**TASK BRIEF**
Extract every item below verbatim, leaving out the pictures.

**Image region labeling entries**
==================================================

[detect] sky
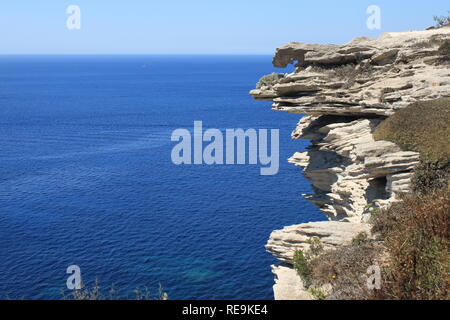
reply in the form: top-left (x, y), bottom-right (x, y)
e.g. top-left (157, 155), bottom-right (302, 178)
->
top-left (0, 0), bottom-right (450, 54)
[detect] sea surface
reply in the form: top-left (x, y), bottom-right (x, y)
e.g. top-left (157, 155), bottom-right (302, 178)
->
top-left (0, 56), bottom-right (324, 299)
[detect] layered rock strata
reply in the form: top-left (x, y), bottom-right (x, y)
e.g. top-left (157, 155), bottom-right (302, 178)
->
top-left (250, 27), bottom-right (450, 299)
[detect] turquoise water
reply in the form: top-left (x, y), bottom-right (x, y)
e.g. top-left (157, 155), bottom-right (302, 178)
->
top-left (0, 56), bottom-right (324, 299)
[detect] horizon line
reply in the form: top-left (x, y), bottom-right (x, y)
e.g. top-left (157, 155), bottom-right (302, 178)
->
top-left (0, 53), bottom-right (273, 56)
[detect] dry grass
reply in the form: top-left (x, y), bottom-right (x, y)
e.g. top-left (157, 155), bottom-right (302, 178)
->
top-left (373, 190), bottom-right (450, 300)
top-left (374, 98), bottom-right (450, 162)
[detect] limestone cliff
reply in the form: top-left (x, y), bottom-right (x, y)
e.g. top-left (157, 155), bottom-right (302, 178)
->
top-left (250, 27), bottom-right (450, 299)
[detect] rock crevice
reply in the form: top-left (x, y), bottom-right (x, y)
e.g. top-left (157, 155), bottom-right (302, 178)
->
top-left (250, 27), bottom-right (450, 299)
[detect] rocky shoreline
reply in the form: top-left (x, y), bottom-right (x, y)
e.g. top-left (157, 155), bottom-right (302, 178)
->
top-left (250, 27), bottom-right (450, 300)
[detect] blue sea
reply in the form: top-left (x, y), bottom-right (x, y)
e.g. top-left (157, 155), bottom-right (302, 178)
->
top-left (0, 56), bottom-right (324, 299)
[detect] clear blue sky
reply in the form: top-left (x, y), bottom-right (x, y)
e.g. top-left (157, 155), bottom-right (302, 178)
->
top-left (0, 0), bottom-right (450, 54)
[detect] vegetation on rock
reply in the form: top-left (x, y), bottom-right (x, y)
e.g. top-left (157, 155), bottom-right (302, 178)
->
top-left (256, 72), bottom-right (285, 89)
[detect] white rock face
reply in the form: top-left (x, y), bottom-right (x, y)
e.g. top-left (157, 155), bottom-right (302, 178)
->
top-left (250, 27), bottom-right (450, 116)
top-left (250, 27), bottom-right (450, 300)
top-left (272, 265), bottom-right (313, 300)
top-left (266, 221), bottom-right (370, 265)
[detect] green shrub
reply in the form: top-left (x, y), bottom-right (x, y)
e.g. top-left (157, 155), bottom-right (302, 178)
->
top-left (294, 250), bottom-right (312, 287)
top-left (433, 11), bottom-right (450, 28)
top-left (352, 232), bottom-right (369, 245)
top-left (412, 160), bottom-right (450, 194)
top-left (308, 288), bottom-right (327, 300)
top-left (438, 40), bottom-right (450, 62)
top-left (373, 98), bottom-right (450, 163)
top-left (256, 72), bottom-right (285, 89)
top-left (373, 191), bottom-right (450, 300)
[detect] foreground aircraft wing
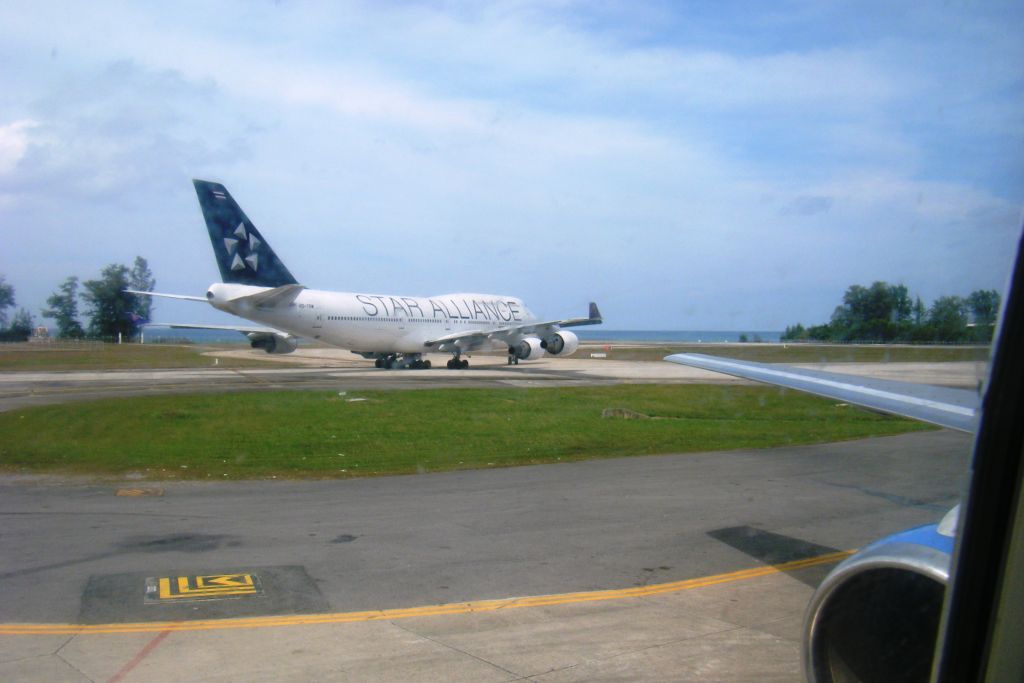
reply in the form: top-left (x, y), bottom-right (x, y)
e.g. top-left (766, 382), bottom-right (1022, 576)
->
top-left (665, 353), bottom-right (980, 432)
top-left (424, 301), bottom-right (602, 350)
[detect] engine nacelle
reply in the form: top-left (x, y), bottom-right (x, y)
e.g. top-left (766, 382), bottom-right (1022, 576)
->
top-left (509, 337), bottom-right (544, 360)
top-left (246, 332), bottom-right (299, 353)
top-left (541, 330), bottom-right (580, 355)
top-left (804, 508), bottom-right (956, 683)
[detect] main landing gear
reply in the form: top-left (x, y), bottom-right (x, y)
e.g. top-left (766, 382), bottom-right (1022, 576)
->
top-left (374, 353), bottom-right (430, 370)
top-left (449, 355), bottom-right (469, 370)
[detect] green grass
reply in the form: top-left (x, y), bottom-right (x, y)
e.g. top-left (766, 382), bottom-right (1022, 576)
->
top-left (0, 342), bottom-right (299, 372)
top-left (0, 385), bottom-right (929, 479)
top-left (593, 342), bottom-right (989, 362)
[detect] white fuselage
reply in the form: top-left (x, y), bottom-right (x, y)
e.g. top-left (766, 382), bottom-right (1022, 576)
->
top-left (207, 283), bottom-right (537, 353)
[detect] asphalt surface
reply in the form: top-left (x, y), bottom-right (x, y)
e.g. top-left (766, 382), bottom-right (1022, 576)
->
top-left (0, 360), bottom-right (973, 681)
top-left (0, 431), bottom-right (970, 623)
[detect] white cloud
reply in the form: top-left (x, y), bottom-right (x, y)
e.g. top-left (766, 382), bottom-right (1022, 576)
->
top-left (0, 119), bottom-right (39, 173)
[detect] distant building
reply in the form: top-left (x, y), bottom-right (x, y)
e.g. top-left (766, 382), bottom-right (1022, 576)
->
top-left (29, 325), bottom-right (53, 344)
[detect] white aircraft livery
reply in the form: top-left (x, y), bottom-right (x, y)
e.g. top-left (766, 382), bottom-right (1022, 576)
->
top-left (135, 180), bottom-right (601, 370)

==================================================

**CORRECT OUTPUT**
[detect] sky
reply in the form: top-left (x, y), bottom-right (x, y)
e.g. top-left (157, 155), bottom-right (302, 178)
->
top-left (0, 0), bottom-right (450, 54)
[detect] sea surface
reply in the form: top-left (x, y), bottom-right (x, y)
e.g. top-left (157, 155), bottom-right (302, 178)
->
top-left (0, 56), bottom-right (324, 299)
[detect] layered rock strata
reply in the form: top-left (x, y), bottom-right (x, y)
e.g. top-left (157, 155), bottom-right (302, 178)
->
top-left (250, 27), bottom-right (450, 299)
[detect] turquoise water
reply in the form: top-left (x, y), bottom-right (x, y)
e.g. top-left (157, 155), bottom-right (302, 178)
->
top-left (0, 56), bottom-right (324, 299)
[detect] horizon line
reply in the form: top-left (x, y), bottom-right (x, y)
e.g. top-left (157, 155), bottom-right (302, 178)
->
top-left (0, 53), bottom-right (273, 56)
[detect] dry grass
reply in the form: top-left (x, y), bottom-right (x, y)
e.g. top-left (157, 155), bottom-right (302, 178)
->
top-left (373, 190), bottom-right (450, 300)
top-left (374, 98), bottom-right (450, 162)
[detect] limestone cliff
reply in the form: top-left (x, y), bottom-right (x, y)
e.g. top-left (157, 155), bottom-right (302, 178)
->
top-left (250, 27), bottom-right (450, 299)
[detect] rock crevice
reply in the form: top-left (x, y), bottom-right (x, y)
e.g. top-left (157, 155), bottom-right (302, 178)
->
top-left (250, 27), bottom-right (450, 299)
[detect] rocky shoreline
reply in the form: top-left (x, y), bottom-right (x, y)
e.g. top-left (157, 155), bottom-right (302, 178)
->
top-left (250, 27), bottom-right (450, 300)
[detect] blue sea
reply in the form: top-left (x, y), bottom-right (x, y)
e.g. top-left (157, 155), bottom-right (302, 178)
->
top-left (0, 56), bottom-right (324, 299)
[detect] clear blue sky
reply in the form: top-left (x, y), bottom-right (x, y)
e.g. top-left (157, 155), bottom-right (302, 178)
->
top-left (0, 0), bottom-right (450, 54)
[detect] vegetation on rock
reply in the form: top-left (x, y), bottom-right (x, y)
e.g. top-left (157, 155), bottom-right (302, 178)
->
top-left (256, 72), bottom-right (285, 89)
[detect] white rock face
reply in the form: top-left (x, y), bottom-right (x, y)
e.g. top-left (157, 155), bottom-right (302, 178)
->
top-left (250, 27), bottom-right (450, 116)
top-left (250, 27), bottom-right (450, 300)
top-left (272, 265), bottom-right (313, 300)
top-left (266, 221), bottom-right (370, 265)
[detect] green shrub
reply in the form: top-left (x, y), bottom-right (x, y)
e.g. top-left (157, 155), bottom-right (302, 178)
->
top-left (294, 250), bottom-right (312, 287)
top-left (433, 11), bottom-right (450, 28)
top-left (352, 232), bottom-right (369, 245)
top-left (412, 160), bottom-right (450, 194)
top-left (308, 288), bottom-right (327, 300)
top-left (438, 40), bottom-right (450, 62)
top-left (373, 98), bottom-right (450, 163)
top-left (256, 72), bottom-right (285, 89)
top-left (373, 191), bottom-right (450, 300)
[detect] foreground aircraft wing
reply in the form: top-left (x, y), bottom-right (x, y)
e.g. top-left (766, 382), bottom-right (1022, 576)
->
top-left (665, 353), bottom-right (980, 432)
top-left (424, 301), bottom-right (602, 350)
[detect] engine nacelle
reply in the form: top-left (x, y), bottom-right (x, y)
e.g. top-left (766, 382), bottom-right (1022, 576)
->
top-left (509, 337), bottom-right (544, 360)
top-left (246, 332), bottom-right (299, 353)
top-left (541, 330), bottom-right (580, 355)
top-left (804, 508), bottom-right (956, 683)
[detect] main landing gear
reply in the form: top-left (x, y), bottom-right (x, y)
e.g. top-left (766, 382), bottom-right (1022, 576)
->
top-left (374, 353), bottom-right (430, 370)
top-left (449, 355), bottom-right (469, 370)
[detect] green grass
reply in the form: top-left (x, y), bottom-right (x, y)
e.g. top-left (766, 382), bottom-right (1022, 576)
->
top-left (0, 342), bottom-right (299, 372)
top-left (0, 385), bottom-right (929, 479)
top-left (593, 342), bottom-right (989, 362)
[detect] white fuselage
reply in the form: top-left (x, y), bottom-right (x, y)
e.g. top-left (766, 382), bottom-right (1022, 576)
->
top-left (207, 283), bottom-right (537, 353)
[detect] asphalt surface
reply in the form: top-left (x, y), bottom-right (x, y)
e.g. top-left (766, 382), bottom-right (1022, 576)
->
top-left (0, 360), bottom-right (973, 681)
top-left (0, 431), bottom-right (970, 623)
[detect] white cloud
reply in the form: top-left (x, y), bottom-right (x, y)
e.g. top-left (766, 382), bottom-right (1022, 576)
->
top-left (0, 119), bottom-right (39, 173)
[detect] distant building
reply in the form: top-left (x, y), bottom-right (x, y)
e.g. top-left (766, 382), bottom-right (1022, 576)
->
top-left (29, 325), bottom-right (53, 344)
[detect] white aircraft livery
reply in the form: top-left (x, y), bottom-right (x, y)
e.g. top-left (766, 382), bottom-right (1022, 576)
->
top-left (135, 180), bottom-right (601, 370)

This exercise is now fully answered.